__Text under study__.
******************************
Dr. Nino A. Masnari, ECE Department, NC State University Dr. Nino A. Masnari has served NC State for more than 28 years as faculty member, department head, research center director, and dean of the College of Engineering. Highlights of Masnari’s 10-year term as dean of the College of Engineering include substantial growth in undergraduate and graduate enrollments – especially enrollments of minority and female students; a fourfold increase in scholarship funding; a tripling in the number of National Science Foundation CAREER awards by engineering faculty; a tripling in college research funding; a doubling of the college’s endowment; and the implementation of a plan for the transfer of the College of Engineering to the Centennial Campus. During his term as head of the Department of Electrical and Computer Engineering, the department’s undergraduate enrollment doubled and its graduate enrollment tripled. In 2007 he received the Award of Merit from the NC State Alumni Association. A fellow of the Institute of Electrical and Electronics Engineers, Masnari’s research interests in semiconductor devices and circuits, electronic materials processing, fabrication technology, ion implantation, microwave solid-state devices and circuits, bipolar magnetic transistors, microwave tubes, electron beams, and plasma physics led to 47 journal articles and more than $60 million in research funding. He has supervised 14 doctoral and 28 master’s degree students.

Dr. Troy Nagle, ECE Department, NC State University Dr. Troy Nagle has dedicated 23 years of teaching, research and service to NC State. As founding chair of the joint NC State-UNC Chapel Hill Department of Biomedical Engineering, he led the development of the first joint department in the UNC system. During his term of office, the department has achieved an accredited undergraduate biomedical engineering program at NC State and 80 graduate students at NC State and UNC-CH in the department’s joint graduate program. Prior to his work with the Department of Biomedical Engineering, Nagle was an early leader in the development of the NC State computer engineering curricular program. His research expertise in medical devices and microsensors, digital signal processing, design for testability, and digital control systems has led to more than 60 refereed journal articles, a number of co-authored books, edited volumes, and book chapters, 11 issued and pending patents, more than $4 million in research and instructional funding, and formation of two medical device start-up companies. He is a fellow of the Institute of Electrical and Electronics Engineers (IEEE), serving as president in 1994 and currently as editor-in-chief of its new IEEE Sensors Journal. He is also a fellow of the American Institute of Medical and Biological Engineering and a registered professional engineer. He has received the NASA New Technology Award and the IEEE Richard M. Emberson Award for technical contributions to the institute. He has directed eight doctoral and 23 master’s degree students.
******************************
__Available data__.
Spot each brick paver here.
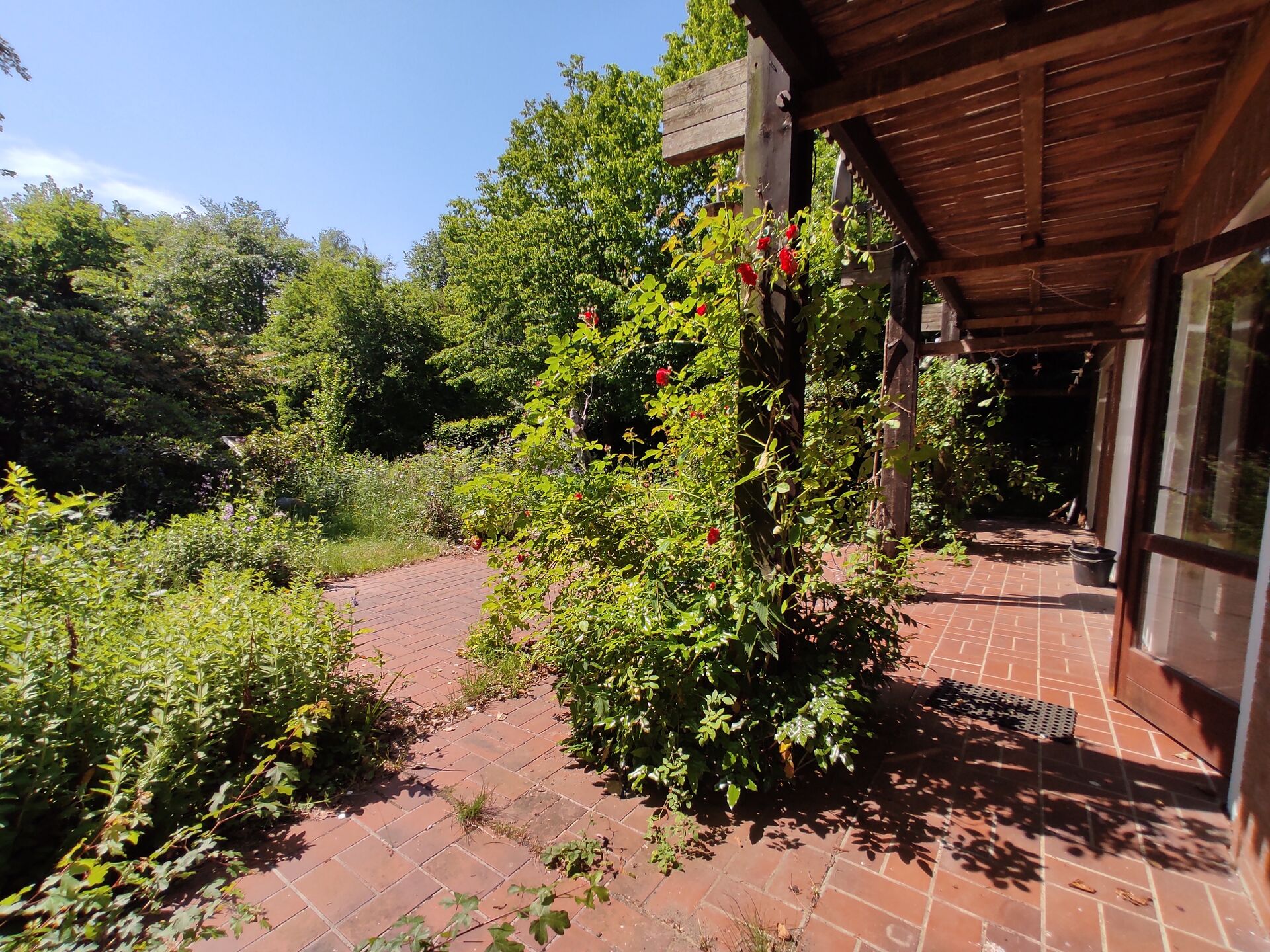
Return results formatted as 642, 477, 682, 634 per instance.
203, 524, 1270, 952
******************************
__Exercise description__. Write what comes next in the profiles of NC State engineering faculty, picking up after the last sentence shown.

__Answer box__.
Dr. Raymond E. Fornes has served NC State for 38 years as a faculty member and administrator. Under his leadership as associate dean for research in the College of Physical and Mathematical Sciences, research funding increased fourfold to nearly $30 million annually. Fornes serves as the NC State counselor to the Oak Ridge Association of Universities and as the university liaison to Oak Ridge National Laboratories. He initiated the first Undergraduate Research Symposium at NC State. His research and administrative interests have led to off-campus assignments at the American Enka Research Laboratories, NASA Jet Propulsion Laboratories/California Institute of Technology, the Government-University-Industry Research Roundtable of the National Academy of Sciences/National Academy of Engineering/Institute of Medicine, and the policy division of the National Research Council. His primary research interest in polymer physics with emphasis on structure and properties of polymers and the influence of environmental factors on polymeric systems has led to more than 120 publications and one edited volume and nearly $8 million in research funding. His awards include the Fiber Society’s Distinguished Achievement in Fiber Science Award. He has supervised 24 Ph.D. students.

Previous ECE award winners include Dr. Michael Littlejohn in 1998 and Dr. John Hauser in 2003.